Text:
Anything that might change the way tenure committees, and thus authors, perceive journal publication has the potential to reverse the fortunes of journal publishers. To my mind, social networking technologies have that potential as do few other other things on the horizon. The reason is that tenure decisions have used journal publication records as objective measures of a candidate's social status within the scientific community. Publication in a prestigious journal has been an important way for scholars to become known, to gain speaking invitations, and to advance ideas. But publications are only part of this process. Knowing the right people, studying with the right professors, schmoozing at conferences, all of these are probably more important to the advancement of new ideas, but they have been very hard to measure in any objective way.

Social network technologies open new possibilities for the propagation of new ideas and for the assessment the impact of those ideas. Already, we see people using the number of followers they have on Twitter or the number of recommendations they have on LinkedIn as measures of social status, so it's not much of a stretch to imagine that similar measures could be used to evaluate young academics or to award grants. It's beyond dispute that Twitter is already being widely used to propagate links to interesting technical papers and posts on scientific subjects. If targeted development of social network-based evaluation methodologies were pursued by groups such as the library community who wish to re-inject usage and low-cost access into the tenure equation, the competitive environment for scholarly and scientific publishers could change radically.

Every threat is an opportunity, of course, and it's equally possible that social networking technologies could reinforce the scholarly publishing industry- after all, dung beetle armaments evolve to adapt to changing fashion choices among female dung beetles. A potential weakness- for example, the unwillingness of people to post or retweet links to subscriber-only content, could turn into strengths if publishers develop access models that grant special access for re-tweeted links or an author's Facebook friends. Publishers could also try to ward off challengers in the scholar evaluation game by developing improved and more ostentatious badges of honor- best paper prizes, awards for the most forwarded paper, etc.

Exercise objective:
Repeat the passage on social networking and scholarly publishing word for word, from "Every threat is" to "forwarded paper, etc.". The lines after this text are separate material with no connection to it.

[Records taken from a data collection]
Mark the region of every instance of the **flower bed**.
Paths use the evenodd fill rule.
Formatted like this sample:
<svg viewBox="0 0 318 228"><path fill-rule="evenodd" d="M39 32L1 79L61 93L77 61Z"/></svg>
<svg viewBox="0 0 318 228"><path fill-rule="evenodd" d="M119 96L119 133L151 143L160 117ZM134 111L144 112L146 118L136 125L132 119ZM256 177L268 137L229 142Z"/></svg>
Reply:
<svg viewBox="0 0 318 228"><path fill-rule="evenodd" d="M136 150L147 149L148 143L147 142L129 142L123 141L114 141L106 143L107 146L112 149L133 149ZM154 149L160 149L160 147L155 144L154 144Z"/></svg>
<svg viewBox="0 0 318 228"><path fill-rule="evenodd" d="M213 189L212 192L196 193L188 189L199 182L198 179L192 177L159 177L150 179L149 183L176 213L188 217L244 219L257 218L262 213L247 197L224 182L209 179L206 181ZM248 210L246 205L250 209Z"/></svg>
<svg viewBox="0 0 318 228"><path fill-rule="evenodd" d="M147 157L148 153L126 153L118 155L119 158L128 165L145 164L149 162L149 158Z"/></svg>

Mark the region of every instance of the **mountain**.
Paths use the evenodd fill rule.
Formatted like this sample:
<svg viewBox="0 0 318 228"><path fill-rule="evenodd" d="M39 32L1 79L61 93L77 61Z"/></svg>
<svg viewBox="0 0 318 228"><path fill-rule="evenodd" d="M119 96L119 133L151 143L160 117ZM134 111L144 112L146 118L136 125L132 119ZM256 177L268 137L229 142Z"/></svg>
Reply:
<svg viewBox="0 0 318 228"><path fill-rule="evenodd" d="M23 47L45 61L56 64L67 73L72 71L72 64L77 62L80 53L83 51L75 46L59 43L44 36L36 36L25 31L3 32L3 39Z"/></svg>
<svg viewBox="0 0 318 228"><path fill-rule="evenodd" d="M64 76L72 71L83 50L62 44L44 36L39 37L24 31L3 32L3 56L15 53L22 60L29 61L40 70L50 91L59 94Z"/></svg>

Expected answer:
Every threat is an opportunity, of course, and it's equally possible that social networking technologies could reinforce the scholarly publishing industry- after all, dung beetle armaments evolve to adapt to changing fashion choices among female dung beetles. A potential weakness- for example, the unwillingness of people to post or retweet links to subscriber-only content, could turn into strengths if publishers develop access models that grant special access for re-tweeted links or an author's Facebook friends. Publishers could also try to ward off challengers in the scholar evaluation game by developing improved and more ostentatious badges of honor- best paper prizes, awards for the most forwarded paper, etc.